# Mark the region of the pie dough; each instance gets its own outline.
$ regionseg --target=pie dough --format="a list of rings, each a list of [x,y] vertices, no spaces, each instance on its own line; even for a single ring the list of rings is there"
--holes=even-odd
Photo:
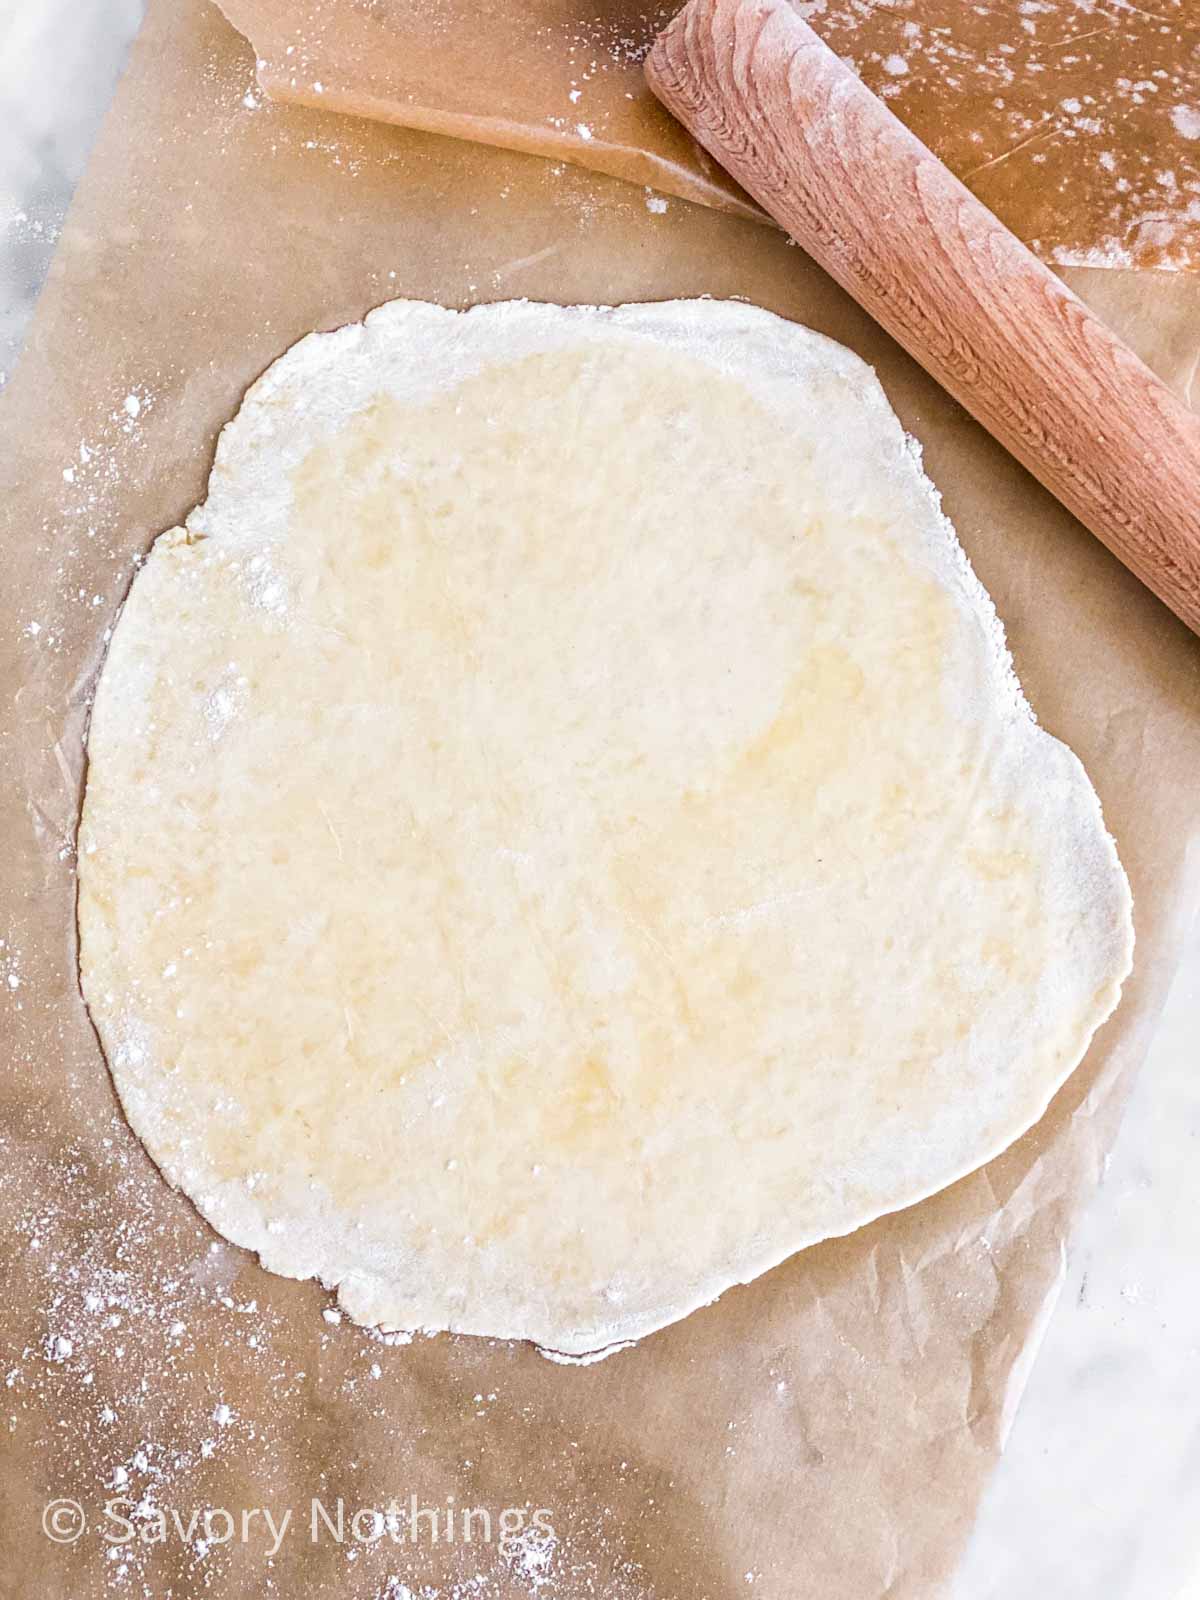
[[[84,993],[168,1179],[356,1320],[583,1355],[933,1193],[1130,896],[871,370],[710,301],[302,340],[97,688]]]

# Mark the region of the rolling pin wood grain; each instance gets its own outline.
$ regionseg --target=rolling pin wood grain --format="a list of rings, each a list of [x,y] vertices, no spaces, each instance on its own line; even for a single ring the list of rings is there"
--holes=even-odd
[[[1200,416],[788,0],[691,0],[646,76],[797,243],[1200,633]]]

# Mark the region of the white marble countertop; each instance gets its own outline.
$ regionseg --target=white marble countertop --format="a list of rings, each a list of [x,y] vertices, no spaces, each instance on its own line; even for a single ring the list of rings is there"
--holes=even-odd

============================================================

Task brief:
Every line above in which the word "grain" is present must be copied into the answer.

Solution below:
# Mark the region of the rolling pin wood grain; each instance gets its own outline.
$ regionseg --target=rolling pin wood grain --format="a list of rings, each a list of [x,y] vertices, no spaces, each instance on its own line; even for a single ring the list of rings is there"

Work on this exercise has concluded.